::: Available records
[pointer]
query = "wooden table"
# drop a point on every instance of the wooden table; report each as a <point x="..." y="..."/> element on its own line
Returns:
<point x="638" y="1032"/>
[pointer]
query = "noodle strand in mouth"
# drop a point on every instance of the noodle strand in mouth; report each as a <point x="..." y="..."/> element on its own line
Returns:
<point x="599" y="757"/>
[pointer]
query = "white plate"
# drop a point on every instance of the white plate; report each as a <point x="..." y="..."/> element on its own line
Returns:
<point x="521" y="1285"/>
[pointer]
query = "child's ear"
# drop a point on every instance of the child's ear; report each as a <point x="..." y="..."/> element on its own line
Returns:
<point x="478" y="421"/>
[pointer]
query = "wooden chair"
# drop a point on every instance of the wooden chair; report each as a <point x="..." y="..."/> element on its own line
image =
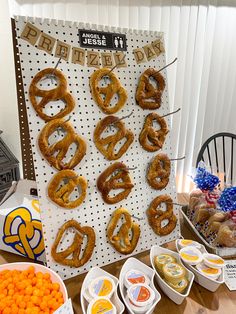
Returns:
<point x="218" y="153"/>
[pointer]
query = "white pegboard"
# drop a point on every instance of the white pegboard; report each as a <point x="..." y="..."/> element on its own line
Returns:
<point x="94" y="212"/>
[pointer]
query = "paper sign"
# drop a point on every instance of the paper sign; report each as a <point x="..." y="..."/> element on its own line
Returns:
<point x="230" y="274"/>
<point x="66" y="308"/>
<point x="102" y="40"/>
::::::
### Brief
Leave the pictures aside and give the records above back word for word.

### Solution to this exercise
[pointer]
query = "wooden table"
# drop a point on every instance of the wooden table; report each as a <point x="..." y="..."/> element on its own line
Returns:
<point x="638" y="1032"/>
[pointer]
query = "noodle strand in mouth"
# drop a point on every instance of the noodle strand in mouth; report each as a <point x="..." y="..."/> element on its own line
Returns:
<point x="599" y="757"/>
[pointer]
query = "white plate"
# drop a point on every instance of the white plate; report each as a <point x="..." y="..."/> element on its own line
Returns:
<point x="521" y="1285"/>
[pointer]
query = "child's ear"
# drop a point on every instance of the child's ear; report each as a <point x="..." y="..."/> element on its own line
Returns:
<point x="478" y="421"/>
[pointer]
query = "wooden chair"
# drop a point on every instance of the wooden chair; report each as a <point x="..." y="..."/> element on its own line
image =
Returns:
<point x="218" y="153"/>
[pointer]
query = "white pegboard"
# drop a point on every instance of the white pegboard; report each as a <point x="..." y="..."/> element on its own line
Returns:
<point x="94" y="212"/>
[pointer]
query = "paper sign"
# drop a point on every instance of the paper sign; report each as a <point x="..." y="..."/> element on its own line
Returns:
<point x="230" y="274"/>
<point x="66" y="308"/>
<point x="102" y="40"/>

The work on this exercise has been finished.